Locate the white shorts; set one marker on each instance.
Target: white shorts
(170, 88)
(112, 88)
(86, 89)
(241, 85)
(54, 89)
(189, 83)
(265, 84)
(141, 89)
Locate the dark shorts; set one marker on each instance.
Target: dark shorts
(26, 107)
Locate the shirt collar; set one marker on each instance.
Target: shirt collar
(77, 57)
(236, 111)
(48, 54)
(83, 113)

──────────

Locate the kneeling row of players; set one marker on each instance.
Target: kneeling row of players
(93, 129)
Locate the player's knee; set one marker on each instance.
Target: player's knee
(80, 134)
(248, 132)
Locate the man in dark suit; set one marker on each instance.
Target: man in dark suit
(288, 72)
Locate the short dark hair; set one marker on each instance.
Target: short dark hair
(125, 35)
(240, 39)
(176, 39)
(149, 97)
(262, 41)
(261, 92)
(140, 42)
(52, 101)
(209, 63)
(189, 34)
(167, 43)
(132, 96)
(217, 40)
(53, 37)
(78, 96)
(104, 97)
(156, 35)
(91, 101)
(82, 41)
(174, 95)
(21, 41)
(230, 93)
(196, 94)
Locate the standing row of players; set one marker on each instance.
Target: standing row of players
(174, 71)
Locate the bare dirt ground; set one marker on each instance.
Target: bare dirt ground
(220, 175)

──────────

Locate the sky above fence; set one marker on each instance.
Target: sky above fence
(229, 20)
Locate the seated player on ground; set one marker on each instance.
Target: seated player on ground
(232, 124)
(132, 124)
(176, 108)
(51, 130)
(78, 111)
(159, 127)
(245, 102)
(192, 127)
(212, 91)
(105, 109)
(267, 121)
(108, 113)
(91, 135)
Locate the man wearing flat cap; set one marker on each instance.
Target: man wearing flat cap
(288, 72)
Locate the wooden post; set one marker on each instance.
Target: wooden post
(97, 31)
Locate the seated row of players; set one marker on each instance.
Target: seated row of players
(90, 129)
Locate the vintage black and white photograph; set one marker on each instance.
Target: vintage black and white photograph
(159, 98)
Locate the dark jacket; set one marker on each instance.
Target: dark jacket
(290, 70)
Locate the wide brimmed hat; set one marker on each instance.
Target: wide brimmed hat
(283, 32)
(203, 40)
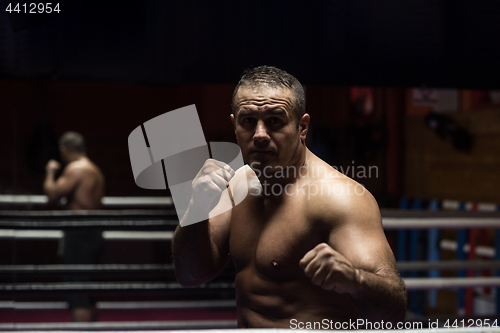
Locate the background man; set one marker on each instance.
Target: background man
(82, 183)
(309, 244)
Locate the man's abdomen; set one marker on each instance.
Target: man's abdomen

──────────

Action item – The answer is every line in the data where the word "abdomen" appears.

Expected answer –
Locate the man's abdomen; set one marker on each instance.
Target: man's abdomen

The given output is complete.